Work task
Search the records for the string "carport" and report how many lines contain it, with nothing else.

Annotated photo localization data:
● ● ●

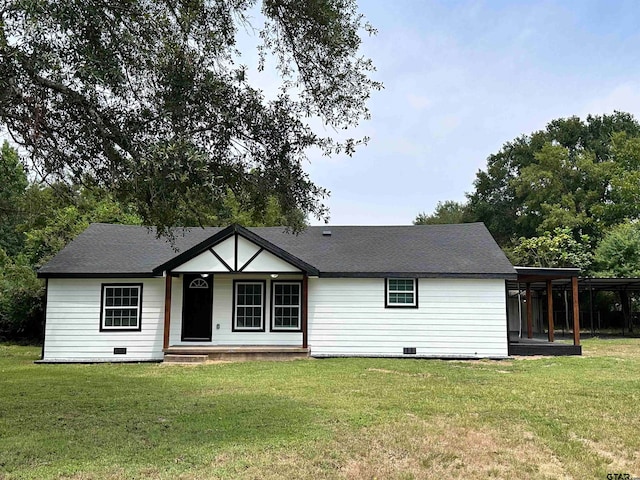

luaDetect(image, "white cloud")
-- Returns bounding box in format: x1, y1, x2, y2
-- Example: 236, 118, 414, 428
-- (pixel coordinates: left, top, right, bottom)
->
579, 82, 640, 119
406, 93, 432, 110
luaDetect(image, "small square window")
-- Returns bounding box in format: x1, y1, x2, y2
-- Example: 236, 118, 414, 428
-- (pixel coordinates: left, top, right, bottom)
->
386, 278, 418, 308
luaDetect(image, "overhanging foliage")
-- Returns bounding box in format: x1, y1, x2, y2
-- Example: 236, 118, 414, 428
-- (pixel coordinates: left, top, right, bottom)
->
0, 0, 381, 234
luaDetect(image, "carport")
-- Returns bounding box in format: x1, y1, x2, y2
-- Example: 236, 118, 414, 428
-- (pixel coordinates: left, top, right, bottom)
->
507, 268, 640, 355
579, 277, 640, 334
507, 267, 581, 356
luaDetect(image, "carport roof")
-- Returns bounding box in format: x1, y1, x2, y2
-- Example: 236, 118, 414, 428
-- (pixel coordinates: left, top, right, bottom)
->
508, 268, 640, 292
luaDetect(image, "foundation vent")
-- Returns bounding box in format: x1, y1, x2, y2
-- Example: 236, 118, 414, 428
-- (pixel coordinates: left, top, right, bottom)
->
114, 348, 127, 355
403, 347, 416, 355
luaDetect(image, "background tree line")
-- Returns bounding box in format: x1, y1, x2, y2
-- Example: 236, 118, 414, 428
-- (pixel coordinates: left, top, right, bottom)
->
416, 111, 640, 331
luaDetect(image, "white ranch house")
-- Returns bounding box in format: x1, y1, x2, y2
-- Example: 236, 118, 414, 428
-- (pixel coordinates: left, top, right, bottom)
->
38, 222, 522, 362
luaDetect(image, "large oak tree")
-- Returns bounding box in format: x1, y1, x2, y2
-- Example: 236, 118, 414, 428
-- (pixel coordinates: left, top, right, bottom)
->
415, 112, 640, 273
466, 112, 640, 246
0, 0, 381, 233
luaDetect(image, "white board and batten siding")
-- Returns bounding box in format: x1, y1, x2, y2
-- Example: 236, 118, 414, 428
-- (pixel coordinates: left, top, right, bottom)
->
43, 278, 165, 362
307, 278, 508, 358
169, 273, 303, 346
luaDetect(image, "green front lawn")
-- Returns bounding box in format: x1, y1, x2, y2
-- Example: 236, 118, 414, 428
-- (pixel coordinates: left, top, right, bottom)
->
1, 339, 639, 479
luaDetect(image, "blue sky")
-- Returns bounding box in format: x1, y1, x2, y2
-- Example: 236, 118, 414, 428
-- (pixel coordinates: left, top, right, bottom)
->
5, 1, 640, 226
296, 0, 640, 225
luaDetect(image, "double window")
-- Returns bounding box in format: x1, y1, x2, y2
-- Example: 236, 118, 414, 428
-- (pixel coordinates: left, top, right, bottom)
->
233, 280, 302, 332
385, 278, 418, 308
100, 284, 143, 331
233, 281, 266, 331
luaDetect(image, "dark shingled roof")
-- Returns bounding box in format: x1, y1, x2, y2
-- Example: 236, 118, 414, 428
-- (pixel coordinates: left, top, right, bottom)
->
38, 222, 516, 278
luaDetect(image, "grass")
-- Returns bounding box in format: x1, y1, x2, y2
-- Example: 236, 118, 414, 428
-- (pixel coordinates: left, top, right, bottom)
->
0, 339, 639, 479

● ● ●

Exercise output
2